THE EXERCISE. Reproduce each of the following lines verbatim.

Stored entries
===============

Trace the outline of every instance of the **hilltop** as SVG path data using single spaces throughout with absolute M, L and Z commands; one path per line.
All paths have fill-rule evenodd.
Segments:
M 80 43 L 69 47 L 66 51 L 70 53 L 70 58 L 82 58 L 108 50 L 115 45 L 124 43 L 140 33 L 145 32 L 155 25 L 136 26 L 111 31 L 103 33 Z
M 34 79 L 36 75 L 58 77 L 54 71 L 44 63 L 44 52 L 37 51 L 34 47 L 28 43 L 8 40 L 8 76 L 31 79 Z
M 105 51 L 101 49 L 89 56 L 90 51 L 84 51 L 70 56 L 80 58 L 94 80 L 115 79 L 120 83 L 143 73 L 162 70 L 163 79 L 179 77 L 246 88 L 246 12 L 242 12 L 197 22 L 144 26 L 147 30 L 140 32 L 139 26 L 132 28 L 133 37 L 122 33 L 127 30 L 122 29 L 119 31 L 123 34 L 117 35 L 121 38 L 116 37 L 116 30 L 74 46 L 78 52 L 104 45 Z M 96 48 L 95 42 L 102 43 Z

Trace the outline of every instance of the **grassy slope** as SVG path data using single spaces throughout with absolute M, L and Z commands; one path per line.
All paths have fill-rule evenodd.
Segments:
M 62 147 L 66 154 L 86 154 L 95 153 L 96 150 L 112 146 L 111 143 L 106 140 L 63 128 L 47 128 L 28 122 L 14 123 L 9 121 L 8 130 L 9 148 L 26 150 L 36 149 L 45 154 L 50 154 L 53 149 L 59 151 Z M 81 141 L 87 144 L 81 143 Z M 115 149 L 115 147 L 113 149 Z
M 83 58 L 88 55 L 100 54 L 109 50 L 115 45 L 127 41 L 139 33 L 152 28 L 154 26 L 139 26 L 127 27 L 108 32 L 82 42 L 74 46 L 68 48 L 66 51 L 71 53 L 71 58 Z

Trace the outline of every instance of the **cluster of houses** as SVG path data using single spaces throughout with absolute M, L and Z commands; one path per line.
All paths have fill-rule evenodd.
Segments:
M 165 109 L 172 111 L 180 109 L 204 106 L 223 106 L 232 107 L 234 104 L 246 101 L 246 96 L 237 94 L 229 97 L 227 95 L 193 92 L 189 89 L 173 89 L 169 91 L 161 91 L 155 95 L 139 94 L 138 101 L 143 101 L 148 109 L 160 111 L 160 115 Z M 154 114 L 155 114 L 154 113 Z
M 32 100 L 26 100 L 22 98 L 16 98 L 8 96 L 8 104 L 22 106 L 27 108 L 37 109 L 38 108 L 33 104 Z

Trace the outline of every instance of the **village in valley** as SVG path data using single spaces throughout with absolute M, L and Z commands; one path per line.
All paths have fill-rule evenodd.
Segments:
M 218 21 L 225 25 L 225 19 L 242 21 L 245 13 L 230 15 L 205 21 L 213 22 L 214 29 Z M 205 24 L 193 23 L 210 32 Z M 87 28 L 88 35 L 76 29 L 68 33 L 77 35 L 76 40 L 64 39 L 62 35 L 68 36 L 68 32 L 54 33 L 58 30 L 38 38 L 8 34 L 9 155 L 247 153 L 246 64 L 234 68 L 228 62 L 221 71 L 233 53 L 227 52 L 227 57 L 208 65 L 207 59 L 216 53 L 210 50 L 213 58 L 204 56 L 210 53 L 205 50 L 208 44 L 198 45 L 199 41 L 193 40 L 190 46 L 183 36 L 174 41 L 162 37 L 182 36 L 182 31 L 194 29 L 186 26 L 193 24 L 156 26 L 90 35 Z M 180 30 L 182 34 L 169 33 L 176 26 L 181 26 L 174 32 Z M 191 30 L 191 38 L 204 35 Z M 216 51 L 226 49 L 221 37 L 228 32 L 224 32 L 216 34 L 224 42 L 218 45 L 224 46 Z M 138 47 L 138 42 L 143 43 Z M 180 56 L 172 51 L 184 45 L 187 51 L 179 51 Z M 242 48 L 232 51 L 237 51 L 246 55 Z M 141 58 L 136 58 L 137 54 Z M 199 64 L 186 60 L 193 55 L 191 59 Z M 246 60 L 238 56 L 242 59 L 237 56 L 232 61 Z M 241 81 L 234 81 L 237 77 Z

===============

ANSWER TO THE PROBLEM.
Trace the outline of every instance of the **hilltop** as SVG path data using single spaces throughout with absolute M, L and Z commands; one path per line.
All paths have fill-rule evenodd.
Segments:
M 80 43 L 69 47 L 66 51 L 70 53 L 70 58 L 82 58 L 108 50 L 115 45 L 124 43 L 140 33 L 145 32 L 155 25 L 136 26 L 111 31 L 103 33 Z
M 34 79 L 36 75 L 58 77 L 54 71 L 44 63 L 44 52 L 37 51 L 34 47 L 28 43 L 8 40 L 8 76 L 31 79 Z
M 105 51 L 101 49 L 89 56 L 90 51 L 84 51 L 70 56 L 80 58 L 94 80 L 115 79 L 120 83 L 143 73 L 162 70 L 163 79 L 179 77 L 246 88 L 246 12 L 242 12 L 197 22 L 144 26 L 147 30 L 140 32 L 139 26 L 132 28 L 133 37 L 122 33 L 127 30 L 122 29 L 119 31 L 123 34 L 117 35 L 121 38 L 116 37 L 116 30 L 74 46 L 78 52 L 104 45 Z M 96 48 L 95 42 L 102 43 Z

Trace the outline of every instance of the **grassy slope** as SVG path data using single spaces throughout with absolute M, L and Z commands; one path per line.
All paths have fill-rule evenodd.
Segments:
M 62 147 L 66 154 L 86 154 L 95 153 L 96 150 L 112 146 L 111 143 L 106 140 L 63 128 L 47 128 L 28 122 L 14 123 L 9 121 L 8 130 L 9 148 L 26 150 L 36 149 L 45 154 L 50 154 L 53 149 L 59 151 Z M 81 141 L 87 144 L 81 143 Z M 115 149 L 115 147 L 113 149 Z
M 83 58 L 88 55 L 100 54 L 109 50 L 115 45 L 127 41 L 139 33 L 152 28 L 154 26 L 139 26 L 127 27 L 108 32 L 82 42 L 74 46 L 68 48 L 66 51 L 71 53 L 71 58 Z

Trace the outline of every instance of the **cluster of houses** as SVG path data using single spaces throughout with absolute M, L and Z commands; one path per line.
All paths have fill-rule evenodd.
Segments:
M 165 109 L 172 111 L 180 109 L 204 106 L 223 106 L 232 107 L 234 104 L 246 101 L 246 96 L 237 94 L 229 97 L 227 95 L 193 92 L 189 89 L 173 89 L 169 91 L 161 91 L 155 95 L 139 94 L 138 101 L 143 101 L 148 109 L 160 111 L 160 115 Z M 154 114 L 155 114 L 154 113 Z
M 32 100 L 26 100 L 22 98 L 16 98 L 8 96 L 8 104 L 22 106 L 27 108 L 37 109 L 38 108 L 33 104 Z

Trace the outline of every instance of the **village in valley** as SVG path data using single spaces throughout with absolute M, L and Z commands; one path per line.
All paths have fill-rule evenodd.
Segments:
M 218 21 L 225 25 L 225 19 L 242 21 L 245 13 L 230 15 L 205 21 L 213 22 L 214 29 Z M 205 24 L 193 23 L 210 32 Z M 87 28 L 88 35 L 76 29 L 68 33 L 77 35 L 76 40 L 64 39 L 62 35 L 68 36 L 68 32 L 54 33 L 58 30 L 38 38 L 8 34 L 9 155 L 247 153 L 246 64 L 234 68 L 228 62 L 221 71 L 233 53 L 227 52 L 227 57 L 208 65 L 207 59 L 216 53 L 210 50 L 213 58 L 204 56 L 210 53 L 205 50 L 208 44 L 198 45 L 199 41 L 193 40 L 190 46 L 183 36 L 174 41 L 162 37 L 182 36 L 182 31 L 194 29 L 186 26 L 193 24 L 156 26 L 90 35 Z M 180 30 L 182 34 L 169 33 L 176 26 L 181 26 L 174 32 Z M 191 30 L 191 38 L 204 35 Z M 216 51 L 226 49 L 221 37 L 228 32 L 224 32 L 216 34 L 224 42 L 218 45 L 224 46 Z M 138 47 L 138 42 L 143 43 Z M 180 56 L 172 51 L 184 45 L 187 51 L 179 51 Z M 242 48 L 232 51 L 237 51 L 246 55 Z M 141 58 L 136 58 L 137 54 Z M 199 64 L 186 60 L 193 55 L 191 59 Z M 246 60 L 238 56 L 242 59 L 237 56 L 232 61 Z M 241 81 L 234 81 L 237 77 Z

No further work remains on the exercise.